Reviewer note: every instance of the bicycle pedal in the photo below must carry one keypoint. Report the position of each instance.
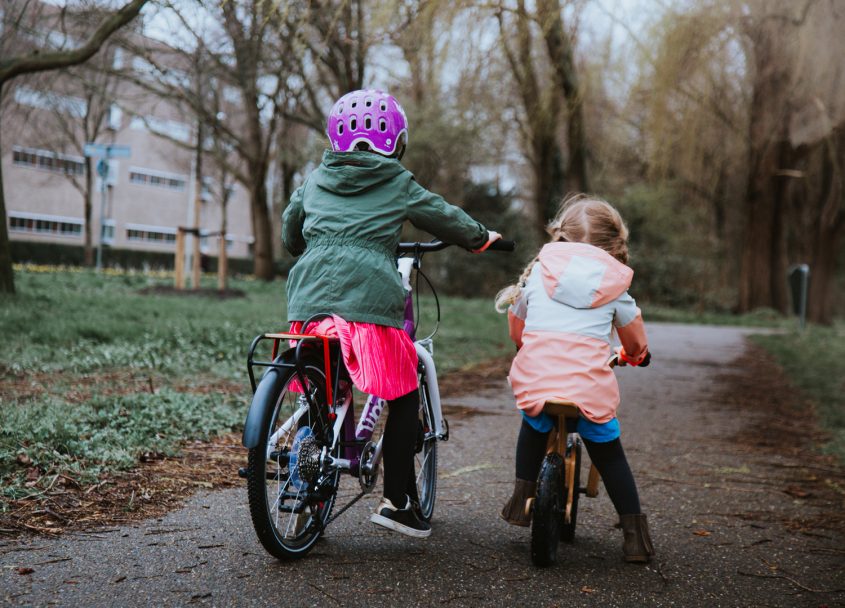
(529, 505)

------

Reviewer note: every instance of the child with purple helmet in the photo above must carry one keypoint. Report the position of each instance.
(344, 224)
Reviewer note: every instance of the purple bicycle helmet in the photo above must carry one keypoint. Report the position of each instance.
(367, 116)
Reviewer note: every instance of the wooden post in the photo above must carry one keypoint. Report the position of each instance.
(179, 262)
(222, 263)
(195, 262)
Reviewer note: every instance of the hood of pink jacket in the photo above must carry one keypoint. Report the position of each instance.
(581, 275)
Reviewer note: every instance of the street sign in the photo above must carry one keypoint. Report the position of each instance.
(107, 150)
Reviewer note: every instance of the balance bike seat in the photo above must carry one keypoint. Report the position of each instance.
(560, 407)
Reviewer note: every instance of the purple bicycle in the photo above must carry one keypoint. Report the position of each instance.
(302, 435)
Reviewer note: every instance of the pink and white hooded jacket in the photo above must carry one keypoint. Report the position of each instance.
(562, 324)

------

* _STATED TASK_
Which lines of the data above contain the string "purple", matching case exactly? Copy out each of them.

* _EXERCISE OUTPUT_
Reviewer note: every instance of the child with purple helmet in the photo above must carry one keypoint. Report the position of each instance.
Reviewer note: every instance of the purple bicycle helmet in the photo above must carry one keypoint. Report the position of each instance.
Reviewer note: every instance of the purple bicycle in the photo above must carry one keypoint. Report the position of each instance.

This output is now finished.